§ **Assigned task A**
Quote the piece on the NUC-7738 cancer drug word for word, starting with "The main ingredient" and going on through "improvements in efficacy.".
§ **Assigned task B**
Extend the piece on the NUC-7738 cancer drug, continuing from its final sentence.
Top of Text section
NUC-7738, developed by researchers at the University of Oxford in partnership with UK-based pharmaceutical company NuCana, can kill cancer cells at up to 40 times the potency of previous compounds. The drug is also less toxic to the body compared to existing chemotherapy drugs.

While still in experimental stages, and therefore isn’t available for cancer treatment yet, the results of the clinical trial show promise of a drug candidate.

The main ingredient in NUC-7739, called cordycepin (3′-deoxyadenosine), is a naturally occurring molecule, originally derived from the parasitic fungus species Ophiocordyceps Sinensis.

The fungus, nicknamed the caterpillar fungus due to its killing and mummifying moth larva, has been for centuries used as an herbal remedy for cancer and other inflammatory diseases in traditional Chinese medicine.

However, the molecule quickly breaks down once it reaches the bloodstream, delivering only a minimal amount to the tumor. To improve its potency, the researchers developed a new clinical therapy using cordycepin, with dramatic improvements in efficacy.
Bottom of Text section
Top of Provided information
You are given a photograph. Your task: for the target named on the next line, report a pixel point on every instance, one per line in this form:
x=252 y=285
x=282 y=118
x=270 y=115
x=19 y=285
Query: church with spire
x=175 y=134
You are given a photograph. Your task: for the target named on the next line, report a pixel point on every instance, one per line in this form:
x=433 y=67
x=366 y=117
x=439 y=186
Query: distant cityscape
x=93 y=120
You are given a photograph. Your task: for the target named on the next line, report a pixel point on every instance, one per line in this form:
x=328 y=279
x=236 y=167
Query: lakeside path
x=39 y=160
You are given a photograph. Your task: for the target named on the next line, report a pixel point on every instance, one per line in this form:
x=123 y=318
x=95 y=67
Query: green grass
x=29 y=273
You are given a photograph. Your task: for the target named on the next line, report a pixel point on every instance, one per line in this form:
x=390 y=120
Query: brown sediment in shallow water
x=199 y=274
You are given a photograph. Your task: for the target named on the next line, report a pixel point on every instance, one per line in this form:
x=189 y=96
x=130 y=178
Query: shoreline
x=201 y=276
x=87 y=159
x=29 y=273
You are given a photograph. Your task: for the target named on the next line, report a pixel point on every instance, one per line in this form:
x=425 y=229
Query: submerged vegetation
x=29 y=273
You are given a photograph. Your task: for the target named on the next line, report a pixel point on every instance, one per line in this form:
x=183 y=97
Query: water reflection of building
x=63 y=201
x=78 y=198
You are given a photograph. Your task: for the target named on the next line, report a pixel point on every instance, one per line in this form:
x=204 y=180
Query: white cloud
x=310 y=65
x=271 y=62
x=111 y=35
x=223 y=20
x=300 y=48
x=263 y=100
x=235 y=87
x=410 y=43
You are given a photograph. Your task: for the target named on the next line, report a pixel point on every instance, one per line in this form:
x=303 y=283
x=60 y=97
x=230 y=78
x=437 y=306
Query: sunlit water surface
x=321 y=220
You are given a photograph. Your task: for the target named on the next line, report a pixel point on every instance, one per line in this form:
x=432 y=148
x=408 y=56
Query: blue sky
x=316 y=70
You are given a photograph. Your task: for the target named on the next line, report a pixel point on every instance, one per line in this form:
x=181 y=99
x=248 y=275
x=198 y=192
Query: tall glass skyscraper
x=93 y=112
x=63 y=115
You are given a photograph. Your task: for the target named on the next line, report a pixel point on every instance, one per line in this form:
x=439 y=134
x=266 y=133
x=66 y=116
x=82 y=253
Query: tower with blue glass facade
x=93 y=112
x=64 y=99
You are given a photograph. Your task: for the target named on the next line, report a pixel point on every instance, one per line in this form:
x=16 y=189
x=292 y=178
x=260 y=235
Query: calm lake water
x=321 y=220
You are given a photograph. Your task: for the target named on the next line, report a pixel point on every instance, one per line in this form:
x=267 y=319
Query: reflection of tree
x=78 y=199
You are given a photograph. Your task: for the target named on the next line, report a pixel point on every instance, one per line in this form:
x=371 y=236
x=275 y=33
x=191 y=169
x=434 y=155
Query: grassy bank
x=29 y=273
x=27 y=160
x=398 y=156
Bottom of Provided information
§ **Task response A**
The main ingredient in NUC-7739, called cordycepin (3′-deoxyadenosine), is a naturally occurring molecule, originally derived from the parasitic fungus species Ophiocordyceps Sinensis.

The fungus, nicknamed the caterpillar fungus due to its killing and mummifying moth larva, has been for centuries used as an herbal remedy for cancer and other inflammatory diseases in traditional Chinese medicine.

However, the molecule quickly breaks down once it reaches the bloodstream, delivering only a minimal amount to the tumor. To improve its potency, the researchers developed a new clinical therapy using cordycepin, with dramatic improvements in efficacy.

§ **Task response B**
The therapy was developed using a novel technology developed by NuCana, called ProTide, that helps in efficiently delivering chemotherapy drugs into cancer cells. Several other antiviral drugs such as Remsidivir and Sofusbuvir used to treat different diseases such as Ebola, Hepatitis C, and Covid-19, have already been developed using ProTide technology.

Initial clinical trials, which began in 2019, were conducted on patients with advanced tumors that were not responding to conventional cancer treatments. According to researchers, the drug has been tolerated well by the patients who received it and has displayed “encouraging signals of anti-tumor activity and prolonged disease stabilization”.

Phase two of the clinical trials will also include other cancer drugs developed using ProTide technology.